Copy out, word for word, the lines of the records below between the line holding "Would you kindly point at the rear" and the line holding "<point>679,489</point>", inclusive.
* start ENTRIES *
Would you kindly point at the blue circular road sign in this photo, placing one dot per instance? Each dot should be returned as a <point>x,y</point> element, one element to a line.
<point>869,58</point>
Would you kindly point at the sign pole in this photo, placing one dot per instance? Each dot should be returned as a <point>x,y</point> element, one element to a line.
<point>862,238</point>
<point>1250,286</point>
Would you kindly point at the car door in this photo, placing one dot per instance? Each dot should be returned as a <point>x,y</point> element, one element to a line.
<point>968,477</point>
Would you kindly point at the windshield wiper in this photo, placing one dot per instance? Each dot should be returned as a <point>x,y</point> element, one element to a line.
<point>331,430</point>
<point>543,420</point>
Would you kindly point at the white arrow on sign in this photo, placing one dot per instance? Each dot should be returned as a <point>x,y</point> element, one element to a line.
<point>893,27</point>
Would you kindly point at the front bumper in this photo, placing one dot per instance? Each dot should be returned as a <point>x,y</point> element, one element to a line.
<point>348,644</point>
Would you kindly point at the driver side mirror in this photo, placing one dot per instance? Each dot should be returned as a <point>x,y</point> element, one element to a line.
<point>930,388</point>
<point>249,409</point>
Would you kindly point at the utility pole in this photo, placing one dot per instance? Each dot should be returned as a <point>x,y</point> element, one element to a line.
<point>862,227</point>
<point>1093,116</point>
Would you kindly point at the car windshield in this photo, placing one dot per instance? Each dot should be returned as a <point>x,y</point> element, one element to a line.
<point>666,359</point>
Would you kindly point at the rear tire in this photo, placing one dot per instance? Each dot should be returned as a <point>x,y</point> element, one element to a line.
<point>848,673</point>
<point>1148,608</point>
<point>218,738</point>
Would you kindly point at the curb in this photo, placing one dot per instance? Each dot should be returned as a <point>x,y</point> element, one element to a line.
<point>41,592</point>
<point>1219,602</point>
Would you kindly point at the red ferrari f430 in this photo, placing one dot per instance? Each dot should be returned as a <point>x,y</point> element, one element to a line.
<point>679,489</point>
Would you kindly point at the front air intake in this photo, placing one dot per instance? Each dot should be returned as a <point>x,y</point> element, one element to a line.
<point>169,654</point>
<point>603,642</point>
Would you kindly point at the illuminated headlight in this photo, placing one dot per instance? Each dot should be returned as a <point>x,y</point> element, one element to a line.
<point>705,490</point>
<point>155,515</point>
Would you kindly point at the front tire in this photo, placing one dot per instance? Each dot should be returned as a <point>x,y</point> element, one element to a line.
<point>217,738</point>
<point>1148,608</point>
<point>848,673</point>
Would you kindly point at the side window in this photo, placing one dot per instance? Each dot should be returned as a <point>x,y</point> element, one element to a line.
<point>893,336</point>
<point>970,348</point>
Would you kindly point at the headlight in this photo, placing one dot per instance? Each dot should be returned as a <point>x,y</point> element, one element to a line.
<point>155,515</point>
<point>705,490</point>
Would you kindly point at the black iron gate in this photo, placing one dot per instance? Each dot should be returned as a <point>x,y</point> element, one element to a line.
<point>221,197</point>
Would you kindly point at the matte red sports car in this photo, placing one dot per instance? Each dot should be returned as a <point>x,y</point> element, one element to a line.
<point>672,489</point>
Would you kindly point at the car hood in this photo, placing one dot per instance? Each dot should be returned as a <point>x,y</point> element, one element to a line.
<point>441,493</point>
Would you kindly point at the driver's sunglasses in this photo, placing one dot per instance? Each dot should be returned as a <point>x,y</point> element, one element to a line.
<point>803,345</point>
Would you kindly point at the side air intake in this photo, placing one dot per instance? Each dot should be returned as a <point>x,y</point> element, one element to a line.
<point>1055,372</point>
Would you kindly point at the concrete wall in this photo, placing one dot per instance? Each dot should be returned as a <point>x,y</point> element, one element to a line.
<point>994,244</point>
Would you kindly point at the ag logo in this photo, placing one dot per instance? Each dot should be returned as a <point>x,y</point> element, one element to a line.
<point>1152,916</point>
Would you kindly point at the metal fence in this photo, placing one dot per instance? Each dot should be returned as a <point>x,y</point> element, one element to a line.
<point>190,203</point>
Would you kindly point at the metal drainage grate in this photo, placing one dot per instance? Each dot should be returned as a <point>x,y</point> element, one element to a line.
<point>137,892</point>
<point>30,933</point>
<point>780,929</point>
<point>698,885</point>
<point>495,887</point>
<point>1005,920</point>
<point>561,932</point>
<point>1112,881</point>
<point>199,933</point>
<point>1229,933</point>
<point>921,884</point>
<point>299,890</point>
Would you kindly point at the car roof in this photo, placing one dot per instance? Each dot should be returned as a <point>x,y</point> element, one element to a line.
* end ENTRIES *
**TASK OUTPUT:**
Would you kindly point at the rear tire in this photo, placing one dot per instance? Each dot should be returned as a <point>x,y</point> element, one element to a line.
<point>848,673</point>
<point>1148,608</point>
<point>218,738</point>
Would you kindly point at the curb in this photo, placing one dot per instance? Each dot should be returned as a <point>x,y</point> element, one element to a line.
<point>41,592</point>
<point>1219,602</point>
Would you kindly point at the red ferrari f430 in this photo, placing one dot per instance? Each dot should be returned as a <point>x,y</point> element, one element to a line.
<point>679,489</point>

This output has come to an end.